_TASK SET_:
(A) Check each statement against the Edge Economy press release and answer yes or no, quoting the words that decide it: (i) the report defines an Edge Economy company as one that puts at least 80 percent of its resources on its touchpoints with customers and suppliers; (ii) GartnerG2 advises keeping processes that do not directly affect customers or suppliers in-house; (iii) the report predicts that Edge Economy companies will dominate 95 percent of all markets by 2005.
(B) Reproduce the Edge Economy press release word for word, taking everything from "GartnerG2 Edge Economy" down to "to grow revenue.".

GartnerG2 Edge Economy Report Urges Businesses to Link Processes to Customers and Suppliers
Edge Economy companies to dominate 95 percent of all markets by 2010
STAMFORD, CONN., June 20, 2001 — GartnerG2, a research service from Gartner, Inc. (NYSE: IT and ITB) is urging businesses to move all company operations as close to customers and suppliers as possible. Further, processes that do not directly impact customers or suppliers should be outsourced. GartnerG2's report, titled "The Edge Economy: Give Up Control, Gain Revenue," defines an Edge Economy company as one that concentrates at least 80 percent of its resources on the touchpoints it has with customers and suppliers to grow revenue.

The report states that by 2010, Edge Economy companies will dominate 95 percent of all markets. In addition, by 2005, nearly half of all large business failures will be caused by the inability to properly manage the transition to the Edge Economy.

_DATASET_:

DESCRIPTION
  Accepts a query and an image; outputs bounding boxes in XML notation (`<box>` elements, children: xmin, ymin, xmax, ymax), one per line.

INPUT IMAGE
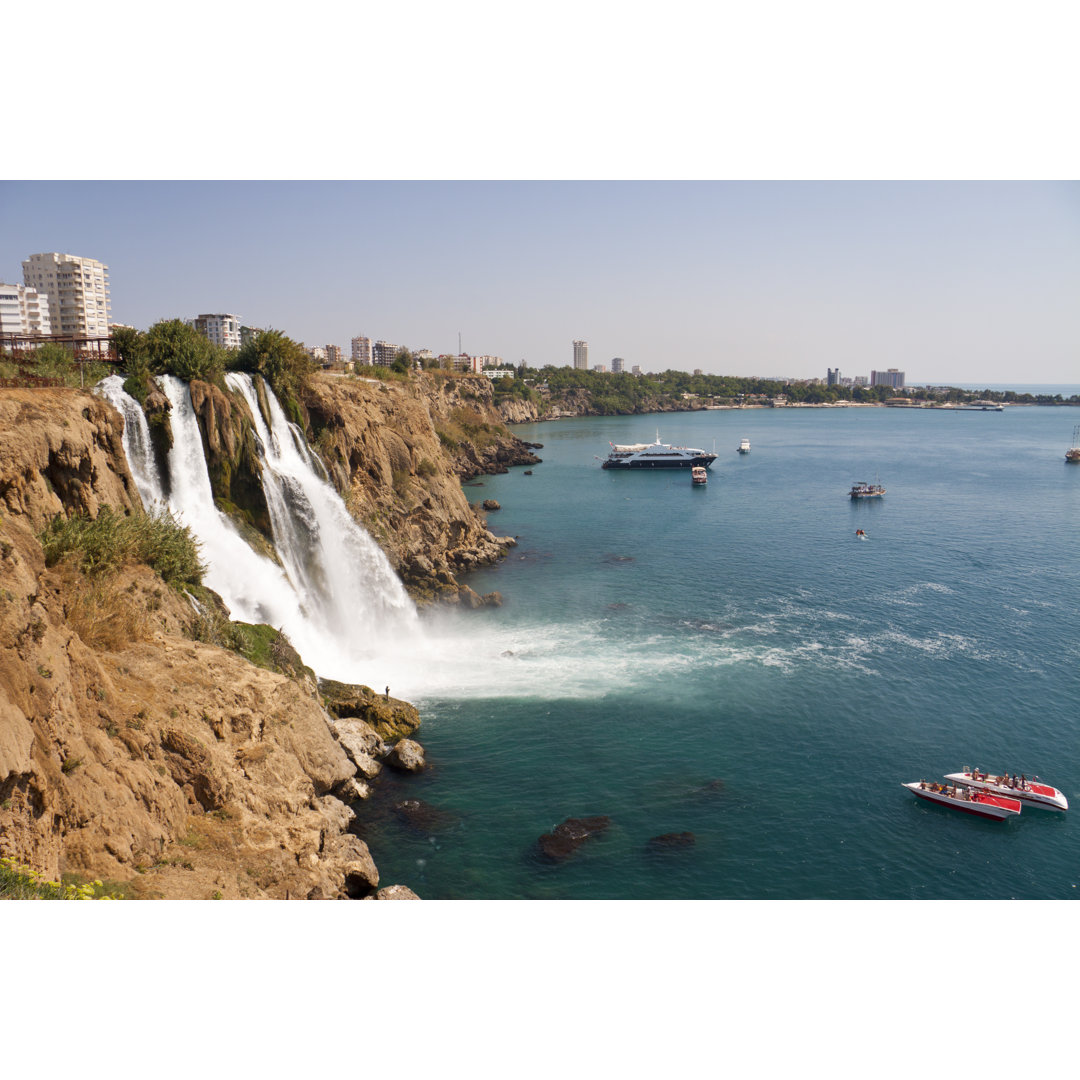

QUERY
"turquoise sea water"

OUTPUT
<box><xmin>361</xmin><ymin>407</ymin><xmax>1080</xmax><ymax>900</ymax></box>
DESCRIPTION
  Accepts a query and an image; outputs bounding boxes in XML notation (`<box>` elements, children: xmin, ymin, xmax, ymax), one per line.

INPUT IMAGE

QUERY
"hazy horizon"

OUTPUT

...

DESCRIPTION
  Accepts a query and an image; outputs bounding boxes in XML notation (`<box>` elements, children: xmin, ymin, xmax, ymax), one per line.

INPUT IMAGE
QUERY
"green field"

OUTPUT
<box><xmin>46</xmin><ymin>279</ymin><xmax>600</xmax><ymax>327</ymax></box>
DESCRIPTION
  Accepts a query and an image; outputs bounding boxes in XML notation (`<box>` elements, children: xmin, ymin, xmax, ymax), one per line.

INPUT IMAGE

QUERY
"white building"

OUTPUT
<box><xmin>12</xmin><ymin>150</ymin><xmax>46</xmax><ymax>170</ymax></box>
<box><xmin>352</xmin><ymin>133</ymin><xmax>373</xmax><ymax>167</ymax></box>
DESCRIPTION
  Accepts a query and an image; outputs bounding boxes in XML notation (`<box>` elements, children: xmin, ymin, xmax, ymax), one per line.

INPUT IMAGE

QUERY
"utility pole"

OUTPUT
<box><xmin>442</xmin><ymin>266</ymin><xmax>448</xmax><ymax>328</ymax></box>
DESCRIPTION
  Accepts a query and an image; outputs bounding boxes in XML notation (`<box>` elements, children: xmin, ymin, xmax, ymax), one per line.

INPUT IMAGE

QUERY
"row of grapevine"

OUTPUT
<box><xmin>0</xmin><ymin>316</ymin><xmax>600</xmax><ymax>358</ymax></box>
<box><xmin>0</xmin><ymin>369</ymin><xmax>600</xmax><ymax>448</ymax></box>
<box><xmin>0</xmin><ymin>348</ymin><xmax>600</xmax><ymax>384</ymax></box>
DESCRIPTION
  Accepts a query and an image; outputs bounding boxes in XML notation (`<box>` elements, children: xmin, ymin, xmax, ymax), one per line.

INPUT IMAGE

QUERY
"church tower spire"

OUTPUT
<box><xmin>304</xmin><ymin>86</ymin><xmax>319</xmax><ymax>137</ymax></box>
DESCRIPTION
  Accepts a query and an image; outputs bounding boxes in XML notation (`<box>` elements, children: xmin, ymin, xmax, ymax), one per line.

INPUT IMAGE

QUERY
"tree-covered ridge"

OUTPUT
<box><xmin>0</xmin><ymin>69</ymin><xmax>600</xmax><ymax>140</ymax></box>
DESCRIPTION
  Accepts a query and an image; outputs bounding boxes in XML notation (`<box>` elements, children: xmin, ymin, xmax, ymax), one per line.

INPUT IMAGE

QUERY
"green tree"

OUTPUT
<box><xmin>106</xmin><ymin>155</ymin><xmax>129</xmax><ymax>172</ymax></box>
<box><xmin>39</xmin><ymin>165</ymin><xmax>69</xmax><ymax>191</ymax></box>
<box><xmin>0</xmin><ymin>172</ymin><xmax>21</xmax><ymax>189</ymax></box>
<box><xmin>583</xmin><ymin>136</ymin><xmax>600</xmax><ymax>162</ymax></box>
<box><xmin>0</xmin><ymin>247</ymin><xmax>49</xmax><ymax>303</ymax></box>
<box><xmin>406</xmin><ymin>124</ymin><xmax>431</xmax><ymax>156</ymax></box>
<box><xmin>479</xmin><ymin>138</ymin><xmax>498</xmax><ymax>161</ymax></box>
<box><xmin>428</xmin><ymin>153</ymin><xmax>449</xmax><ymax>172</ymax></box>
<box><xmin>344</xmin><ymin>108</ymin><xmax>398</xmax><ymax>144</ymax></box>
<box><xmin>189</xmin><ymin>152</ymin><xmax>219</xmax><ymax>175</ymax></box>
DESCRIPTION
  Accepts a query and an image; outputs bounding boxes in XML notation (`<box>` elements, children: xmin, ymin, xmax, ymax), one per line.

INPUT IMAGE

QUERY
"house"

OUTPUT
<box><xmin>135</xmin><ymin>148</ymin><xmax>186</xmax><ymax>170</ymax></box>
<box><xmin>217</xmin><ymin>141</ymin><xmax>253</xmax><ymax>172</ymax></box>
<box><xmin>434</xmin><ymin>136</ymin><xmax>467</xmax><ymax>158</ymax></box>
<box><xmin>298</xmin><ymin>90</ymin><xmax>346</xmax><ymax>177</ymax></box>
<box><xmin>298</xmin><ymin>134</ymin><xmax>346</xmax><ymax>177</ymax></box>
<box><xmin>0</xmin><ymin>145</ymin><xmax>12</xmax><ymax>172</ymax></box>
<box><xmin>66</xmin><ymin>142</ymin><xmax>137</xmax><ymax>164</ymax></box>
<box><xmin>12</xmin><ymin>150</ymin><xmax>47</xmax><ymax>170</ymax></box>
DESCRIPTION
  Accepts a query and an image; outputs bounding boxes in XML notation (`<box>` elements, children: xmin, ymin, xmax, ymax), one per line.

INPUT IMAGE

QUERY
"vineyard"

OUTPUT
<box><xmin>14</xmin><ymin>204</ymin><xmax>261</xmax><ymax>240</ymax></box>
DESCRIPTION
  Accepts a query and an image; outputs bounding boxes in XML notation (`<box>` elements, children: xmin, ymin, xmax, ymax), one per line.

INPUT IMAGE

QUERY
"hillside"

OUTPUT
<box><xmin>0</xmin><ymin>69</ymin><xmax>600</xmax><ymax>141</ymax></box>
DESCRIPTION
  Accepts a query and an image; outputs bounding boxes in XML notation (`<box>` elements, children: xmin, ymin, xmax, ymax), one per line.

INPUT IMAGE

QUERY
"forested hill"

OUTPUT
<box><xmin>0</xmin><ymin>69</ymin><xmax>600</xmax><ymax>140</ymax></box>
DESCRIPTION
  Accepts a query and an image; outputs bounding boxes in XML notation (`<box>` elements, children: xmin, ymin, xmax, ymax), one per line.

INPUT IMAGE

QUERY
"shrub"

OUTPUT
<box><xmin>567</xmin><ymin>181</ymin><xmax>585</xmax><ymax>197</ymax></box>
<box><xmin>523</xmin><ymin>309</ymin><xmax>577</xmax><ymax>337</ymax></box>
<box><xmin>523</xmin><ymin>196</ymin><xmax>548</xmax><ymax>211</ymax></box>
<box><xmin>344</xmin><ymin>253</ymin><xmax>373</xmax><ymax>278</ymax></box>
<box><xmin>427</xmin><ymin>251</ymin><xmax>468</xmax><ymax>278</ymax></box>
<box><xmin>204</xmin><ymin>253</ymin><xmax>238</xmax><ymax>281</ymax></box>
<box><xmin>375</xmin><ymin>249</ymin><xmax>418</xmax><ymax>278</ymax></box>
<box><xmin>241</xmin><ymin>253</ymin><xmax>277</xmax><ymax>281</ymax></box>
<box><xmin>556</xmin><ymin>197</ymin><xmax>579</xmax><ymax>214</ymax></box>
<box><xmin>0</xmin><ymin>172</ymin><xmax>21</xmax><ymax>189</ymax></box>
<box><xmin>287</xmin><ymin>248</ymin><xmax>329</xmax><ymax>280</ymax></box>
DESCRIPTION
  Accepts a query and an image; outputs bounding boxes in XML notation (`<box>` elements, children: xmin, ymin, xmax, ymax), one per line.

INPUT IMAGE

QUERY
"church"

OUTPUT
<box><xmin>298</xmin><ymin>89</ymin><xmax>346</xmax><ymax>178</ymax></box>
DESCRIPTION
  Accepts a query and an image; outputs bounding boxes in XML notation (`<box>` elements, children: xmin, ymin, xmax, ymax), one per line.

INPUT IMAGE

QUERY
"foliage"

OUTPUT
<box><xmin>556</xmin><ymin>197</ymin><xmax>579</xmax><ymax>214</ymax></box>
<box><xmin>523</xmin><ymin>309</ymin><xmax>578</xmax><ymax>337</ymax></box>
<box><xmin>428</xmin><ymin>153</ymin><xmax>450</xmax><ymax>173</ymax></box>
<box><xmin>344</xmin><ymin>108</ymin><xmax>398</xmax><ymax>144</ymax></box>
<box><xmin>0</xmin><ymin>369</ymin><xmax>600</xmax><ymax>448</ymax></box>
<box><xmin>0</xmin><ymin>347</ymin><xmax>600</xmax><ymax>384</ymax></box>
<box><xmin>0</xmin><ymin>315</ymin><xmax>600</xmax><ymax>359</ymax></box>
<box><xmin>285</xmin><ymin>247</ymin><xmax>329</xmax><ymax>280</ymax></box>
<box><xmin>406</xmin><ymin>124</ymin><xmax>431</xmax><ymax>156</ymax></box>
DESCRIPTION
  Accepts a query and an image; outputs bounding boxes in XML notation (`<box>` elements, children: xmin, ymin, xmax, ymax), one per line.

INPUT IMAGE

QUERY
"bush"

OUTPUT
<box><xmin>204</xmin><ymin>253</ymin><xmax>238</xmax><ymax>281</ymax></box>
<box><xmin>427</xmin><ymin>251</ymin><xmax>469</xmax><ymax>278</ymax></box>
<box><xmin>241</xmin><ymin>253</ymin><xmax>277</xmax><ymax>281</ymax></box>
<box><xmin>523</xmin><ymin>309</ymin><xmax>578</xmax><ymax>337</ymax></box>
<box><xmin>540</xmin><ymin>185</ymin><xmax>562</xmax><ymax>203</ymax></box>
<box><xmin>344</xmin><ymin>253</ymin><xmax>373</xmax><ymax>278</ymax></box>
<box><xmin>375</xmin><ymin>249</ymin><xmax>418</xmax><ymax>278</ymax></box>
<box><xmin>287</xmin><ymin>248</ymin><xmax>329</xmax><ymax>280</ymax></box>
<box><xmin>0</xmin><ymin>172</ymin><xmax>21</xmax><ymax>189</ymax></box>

_WRITTEN ANSWERS_:
(A)
(i) Yes: "concentrates at least 80 percent of its resources on the touchpoints it has with customers and suppliers to grow revenue"
(ii) No: "processes that do not directly impact customers or suppliers should be outsourced"
(iii) No: "by 2010, Edge Economy companies will dominate 95 percent of all markets"

(B)
GartnerG2 Edge Economy Report Urges Businesses to Link Processes to Customers and Suppliers
Edge Economy companies to dominate 95 percent of all markets by 2010
STAMFORD, CONN., June 20, 2001 — GartnerG2, a research service from Gartner, Inc. (NYSE: IT and ITB) is urging businesses to move all company operations as close to customers and suppliers as possible. Further, processes that do not directly impact customers or suppliers should be outsourced. GartnerG2's report, titled "The Edge Economy: Give Up Control, Gain Revenue," defines an Edge Economy company as one that concentrates at least 80 percent of its resources on the touchpoints it has with customers and suppliers to grow revenue.